>>>

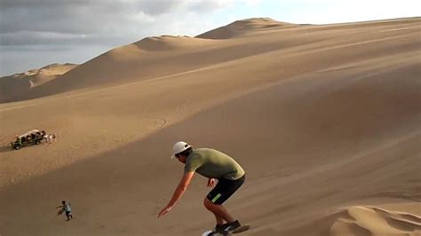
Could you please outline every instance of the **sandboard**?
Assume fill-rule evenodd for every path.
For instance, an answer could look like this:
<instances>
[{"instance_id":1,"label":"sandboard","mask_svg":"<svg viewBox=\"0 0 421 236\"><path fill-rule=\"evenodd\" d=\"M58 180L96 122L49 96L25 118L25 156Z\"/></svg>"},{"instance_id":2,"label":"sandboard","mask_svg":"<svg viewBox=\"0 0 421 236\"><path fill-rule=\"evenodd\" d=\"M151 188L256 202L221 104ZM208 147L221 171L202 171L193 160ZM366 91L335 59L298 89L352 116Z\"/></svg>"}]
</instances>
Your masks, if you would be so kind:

<<<
>>>

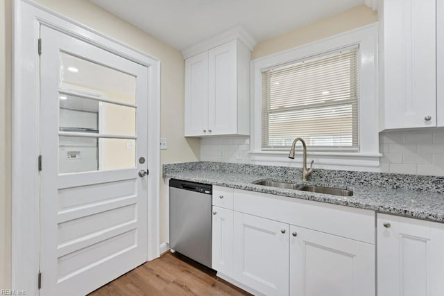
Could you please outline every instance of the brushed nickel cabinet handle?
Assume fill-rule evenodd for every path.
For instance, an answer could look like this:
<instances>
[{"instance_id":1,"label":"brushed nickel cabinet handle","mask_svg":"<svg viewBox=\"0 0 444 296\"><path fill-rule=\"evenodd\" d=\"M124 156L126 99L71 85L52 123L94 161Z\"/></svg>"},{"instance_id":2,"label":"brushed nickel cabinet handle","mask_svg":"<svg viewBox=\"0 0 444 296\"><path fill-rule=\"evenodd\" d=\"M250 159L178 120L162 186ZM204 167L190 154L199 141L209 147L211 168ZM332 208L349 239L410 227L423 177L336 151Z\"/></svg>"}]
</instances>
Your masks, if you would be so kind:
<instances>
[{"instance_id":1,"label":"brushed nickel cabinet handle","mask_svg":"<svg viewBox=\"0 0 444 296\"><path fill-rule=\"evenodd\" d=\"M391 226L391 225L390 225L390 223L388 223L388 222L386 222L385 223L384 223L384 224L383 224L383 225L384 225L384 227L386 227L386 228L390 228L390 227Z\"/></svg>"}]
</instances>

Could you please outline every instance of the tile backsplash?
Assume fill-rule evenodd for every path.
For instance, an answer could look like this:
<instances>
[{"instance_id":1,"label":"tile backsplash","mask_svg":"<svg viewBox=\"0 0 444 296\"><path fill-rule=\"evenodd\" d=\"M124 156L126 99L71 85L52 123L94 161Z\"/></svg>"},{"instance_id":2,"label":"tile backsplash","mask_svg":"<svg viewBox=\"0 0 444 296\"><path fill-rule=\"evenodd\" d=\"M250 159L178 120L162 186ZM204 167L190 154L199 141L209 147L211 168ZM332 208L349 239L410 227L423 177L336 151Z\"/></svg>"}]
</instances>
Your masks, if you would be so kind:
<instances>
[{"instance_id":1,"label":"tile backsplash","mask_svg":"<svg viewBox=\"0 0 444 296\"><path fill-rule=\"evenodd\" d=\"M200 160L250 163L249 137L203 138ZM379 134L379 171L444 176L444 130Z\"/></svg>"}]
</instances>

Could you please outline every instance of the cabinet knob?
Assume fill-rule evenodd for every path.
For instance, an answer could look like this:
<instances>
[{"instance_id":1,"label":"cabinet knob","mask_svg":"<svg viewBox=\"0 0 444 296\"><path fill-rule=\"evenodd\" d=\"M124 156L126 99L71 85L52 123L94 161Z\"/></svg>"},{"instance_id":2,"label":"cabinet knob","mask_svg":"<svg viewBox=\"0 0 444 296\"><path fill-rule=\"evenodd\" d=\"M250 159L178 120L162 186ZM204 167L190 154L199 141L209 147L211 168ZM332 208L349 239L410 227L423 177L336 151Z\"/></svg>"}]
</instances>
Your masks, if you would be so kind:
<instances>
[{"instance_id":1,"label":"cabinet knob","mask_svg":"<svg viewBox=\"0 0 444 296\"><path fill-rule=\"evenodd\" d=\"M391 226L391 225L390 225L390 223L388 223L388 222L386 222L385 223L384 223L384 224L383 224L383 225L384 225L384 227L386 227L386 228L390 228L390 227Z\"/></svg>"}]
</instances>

<<<

*TASK STATEMENT*: Count the lines in the rows above that contain the string "tile". Give only the number.

*FINAL RESULT*: 3